» **PROBLEM DESCRIPTION**: Gather every row below that contains the string "blue", and copy each one out in full.

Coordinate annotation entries

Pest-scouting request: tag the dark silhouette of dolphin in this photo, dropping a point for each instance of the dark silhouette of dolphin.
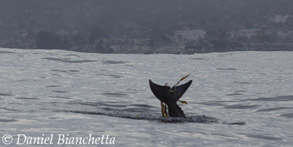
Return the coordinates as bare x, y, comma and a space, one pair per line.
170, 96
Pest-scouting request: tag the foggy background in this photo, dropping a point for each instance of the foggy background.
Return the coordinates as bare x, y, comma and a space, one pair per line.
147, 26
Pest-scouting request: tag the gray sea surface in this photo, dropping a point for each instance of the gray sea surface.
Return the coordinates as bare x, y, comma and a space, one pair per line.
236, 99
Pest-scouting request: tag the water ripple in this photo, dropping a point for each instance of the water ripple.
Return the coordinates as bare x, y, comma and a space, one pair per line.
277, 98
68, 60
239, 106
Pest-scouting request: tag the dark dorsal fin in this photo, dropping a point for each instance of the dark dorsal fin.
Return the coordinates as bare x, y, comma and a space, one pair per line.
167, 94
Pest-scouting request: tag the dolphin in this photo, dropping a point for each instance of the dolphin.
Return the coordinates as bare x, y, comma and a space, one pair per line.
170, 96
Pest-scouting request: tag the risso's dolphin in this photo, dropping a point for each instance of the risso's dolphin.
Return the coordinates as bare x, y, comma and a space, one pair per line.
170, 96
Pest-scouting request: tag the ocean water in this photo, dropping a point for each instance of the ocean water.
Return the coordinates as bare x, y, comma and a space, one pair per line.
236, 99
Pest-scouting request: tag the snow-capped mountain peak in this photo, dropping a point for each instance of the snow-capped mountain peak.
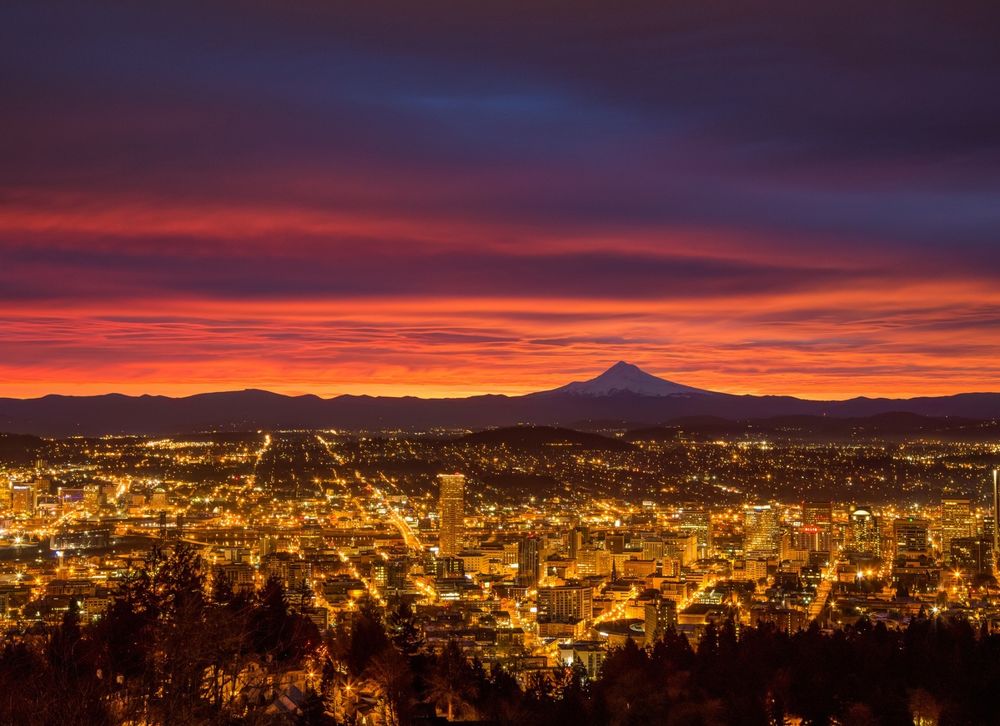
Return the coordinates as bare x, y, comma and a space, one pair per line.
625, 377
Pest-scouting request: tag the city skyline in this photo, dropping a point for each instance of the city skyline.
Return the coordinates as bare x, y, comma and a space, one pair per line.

--

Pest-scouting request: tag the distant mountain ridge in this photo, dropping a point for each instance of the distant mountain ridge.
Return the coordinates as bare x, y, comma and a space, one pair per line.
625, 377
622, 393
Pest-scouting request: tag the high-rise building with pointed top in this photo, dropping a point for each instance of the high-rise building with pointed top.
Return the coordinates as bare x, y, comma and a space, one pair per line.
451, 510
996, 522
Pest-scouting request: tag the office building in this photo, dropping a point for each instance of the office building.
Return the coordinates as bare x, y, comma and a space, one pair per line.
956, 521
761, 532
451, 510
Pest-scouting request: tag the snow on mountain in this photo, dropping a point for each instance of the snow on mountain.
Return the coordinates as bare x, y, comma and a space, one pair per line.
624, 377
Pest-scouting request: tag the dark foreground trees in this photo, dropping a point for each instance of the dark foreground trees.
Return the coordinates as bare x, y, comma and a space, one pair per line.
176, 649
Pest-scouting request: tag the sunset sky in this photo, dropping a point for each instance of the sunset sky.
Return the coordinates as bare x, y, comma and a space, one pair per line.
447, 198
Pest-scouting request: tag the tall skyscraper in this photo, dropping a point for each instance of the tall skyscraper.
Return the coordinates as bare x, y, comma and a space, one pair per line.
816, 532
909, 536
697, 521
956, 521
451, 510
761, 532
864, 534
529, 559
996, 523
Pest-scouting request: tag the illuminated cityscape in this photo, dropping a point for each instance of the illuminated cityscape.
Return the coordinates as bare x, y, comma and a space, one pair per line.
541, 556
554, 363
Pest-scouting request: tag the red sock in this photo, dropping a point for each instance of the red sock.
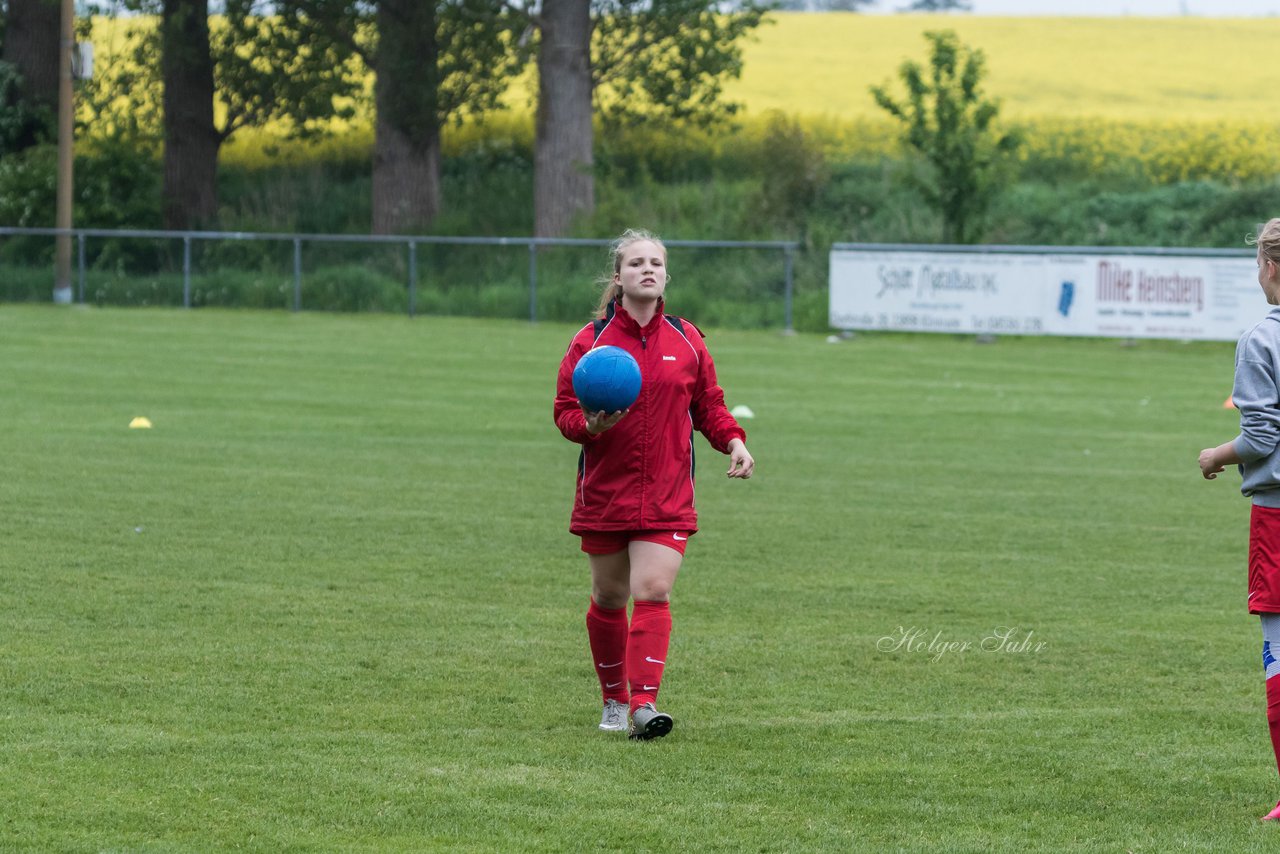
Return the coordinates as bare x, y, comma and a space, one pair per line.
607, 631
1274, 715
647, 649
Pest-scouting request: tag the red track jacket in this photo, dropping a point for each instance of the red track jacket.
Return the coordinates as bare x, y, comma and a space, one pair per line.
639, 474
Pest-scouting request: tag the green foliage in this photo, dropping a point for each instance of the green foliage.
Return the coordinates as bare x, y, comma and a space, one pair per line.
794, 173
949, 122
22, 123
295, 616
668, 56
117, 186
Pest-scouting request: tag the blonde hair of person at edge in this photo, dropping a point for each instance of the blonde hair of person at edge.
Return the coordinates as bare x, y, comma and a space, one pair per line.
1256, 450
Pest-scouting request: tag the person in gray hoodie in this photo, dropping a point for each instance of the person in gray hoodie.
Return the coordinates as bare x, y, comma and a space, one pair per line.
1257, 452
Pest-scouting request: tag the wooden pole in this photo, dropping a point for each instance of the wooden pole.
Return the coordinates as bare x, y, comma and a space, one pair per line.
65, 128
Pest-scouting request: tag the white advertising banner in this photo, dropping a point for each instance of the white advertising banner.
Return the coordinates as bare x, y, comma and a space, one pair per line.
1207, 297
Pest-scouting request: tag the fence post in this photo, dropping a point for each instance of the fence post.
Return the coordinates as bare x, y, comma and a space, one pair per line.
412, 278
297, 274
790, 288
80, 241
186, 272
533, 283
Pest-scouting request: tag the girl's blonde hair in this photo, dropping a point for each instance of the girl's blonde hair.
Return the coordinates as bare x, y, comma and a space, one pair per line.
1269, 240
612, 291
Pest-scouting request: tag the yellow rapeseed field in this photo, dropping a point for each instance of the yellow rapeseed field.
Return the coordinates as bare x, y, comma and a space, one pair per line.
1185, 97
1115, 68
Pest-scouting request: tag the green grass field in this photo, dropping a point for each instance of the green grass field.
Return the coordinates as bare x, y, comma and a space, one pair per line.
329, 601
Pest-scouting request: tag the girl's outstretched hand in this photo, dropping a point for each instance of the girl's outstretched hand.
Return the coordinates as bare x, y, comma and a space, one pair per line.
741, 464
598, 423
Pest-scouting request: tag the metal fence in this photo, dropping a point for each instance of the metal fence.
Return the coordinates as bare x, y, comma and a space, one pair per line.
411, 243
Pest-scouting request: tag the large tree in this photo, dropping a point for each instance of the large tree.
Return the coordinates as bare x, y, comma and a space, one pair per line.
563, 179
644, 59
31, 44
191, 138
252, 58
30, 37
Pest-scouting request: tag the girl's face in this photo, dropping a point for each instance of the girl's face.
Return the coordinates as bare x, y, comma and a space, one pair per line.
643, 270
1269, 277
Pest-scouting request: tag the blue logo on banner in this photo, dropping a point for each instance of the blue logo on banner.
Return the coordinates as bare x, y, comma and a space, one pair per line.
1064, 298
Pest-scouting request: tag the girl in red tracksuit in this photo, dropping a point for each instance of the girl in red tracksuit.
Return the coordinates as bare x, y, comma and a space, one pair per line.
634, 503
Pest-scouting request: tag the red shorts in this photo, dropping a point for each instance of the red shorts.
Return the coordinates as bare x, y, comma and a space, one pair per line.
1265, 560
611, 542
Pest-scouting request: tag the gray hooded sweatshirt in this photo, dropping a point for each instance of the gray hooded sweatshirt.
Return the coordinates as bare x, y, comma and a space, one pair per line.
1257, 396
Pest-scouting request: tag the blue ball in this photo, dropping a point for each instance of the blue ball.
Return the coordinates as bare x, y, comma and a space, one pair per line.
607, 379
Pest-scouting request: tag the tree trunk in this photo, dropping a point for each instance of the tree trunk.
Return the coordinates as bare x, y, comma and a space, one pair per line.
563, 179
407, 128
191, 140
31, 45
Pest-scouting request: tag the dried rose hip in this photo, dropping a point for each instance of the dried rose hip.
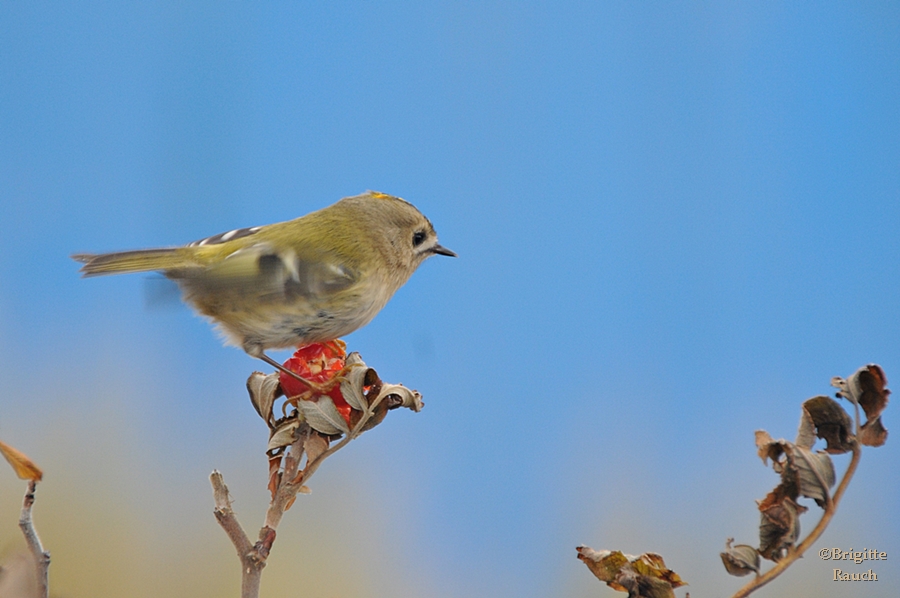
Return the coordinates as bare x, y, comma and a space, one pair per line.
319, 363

» **CORRECT RESULT**:
Pest-scouting request: tag the blue logo on banner in this photo, dropping a point for each instance of the blue logo on banner.
Pest-scouting request: tag the blue ball in this photo, dropping a point for each instance of the blue ball.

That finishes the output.